▸ **Article**:
■ ■ ■
Hard link
In computing, a hard link is a directory entry that associates a name with a file on a file system. All directory-based file systems must have at least one hard link giving the original name for each file. The term “hard link” is usually only used in file systems that allow more than one hard link for the same file.
Creating an additional hard link has the effect of giving one file multiple names (e.g. different names in different directories) all of which independently connect to the same data on the disk, none of which depends on any of the others.[1] This causes an alias effect: e.g. if the file is opened by any one of its names, and changes are made to its content, then these changes will also be visible when the file is opened by an alternative name. By contrast, a soft link or “shortcut” to a file is not a direct link to the data itself, but rather is a short file that contains the text of a file name, or a location that gives direct access to yet another file name within some directory. The name contained in or referred to by the soft link may either be a hard link or another soft link. This also creates aliasing, but in a different way.
■ ■ ■
▸ **Information supplied**:
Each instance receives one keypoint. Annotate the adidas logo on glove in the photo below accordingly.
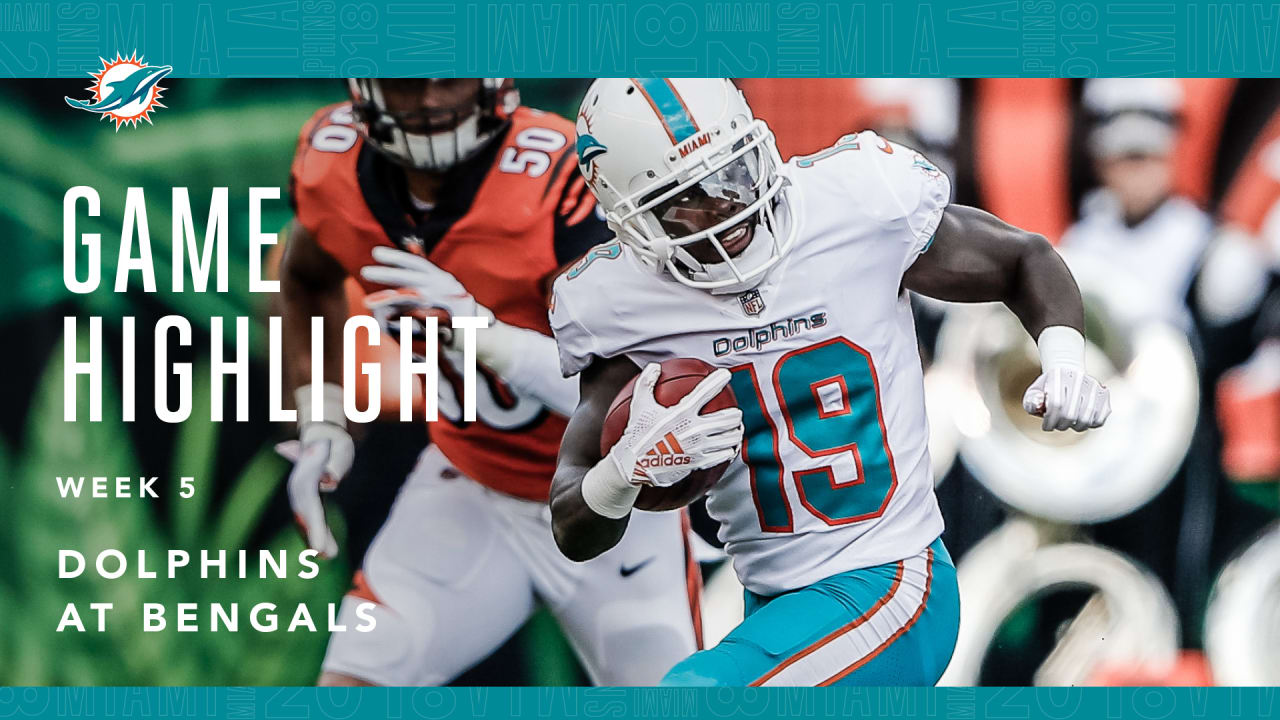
(666, 454)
■ ■ ■
▸ **Goal 1**: In the article on hard links, what must every directory-based file system have for each file?
▸ **Goal 2**: Render this sentence from the hard link article into Spanish: "All directory-based file systems must have at least one hard link giving the original name for each file."
▸ **Goal 3**: Pick up the article on hard links after its final sentence and carry it forward.
The material has no connection to the article on hard links.

▸ **Final result 1**: At least one hard link giving the original name for each file.

▸ **Final result 2**: Todos los sistemas de archivos basados en directorios deben tener al menos un enlace duro que proporcione el nombre original de cada archivo.

▸ **Final result 3**:
Every directory is itself a file, only special because it contains a list of file names maintained by the file system. Since directories themselves are files, multiple hard links to directories are possible, which could create a circular directory structure, rather than a branching structure like a tree. For that reason, the creation of hard links to directories is sometimes forbidden.
Multiple hard links – that is, multiple directory entries to the same file – are supported by POSIX-compliant and partially POSIX-compliant operating systems, such as Linux, Android, macOS, and also Windows NT4[2] and later Windows NT operating systems.
Support also depends on the type of file system being used. For instance, the NTFS file system supports multiple hard links, while FAT and ReFS do not.
Usage
On POSIX-compliant and partially POSIX-compliant operating systems, such as all Unix-like systems, additional hard links to existing files are created with the link()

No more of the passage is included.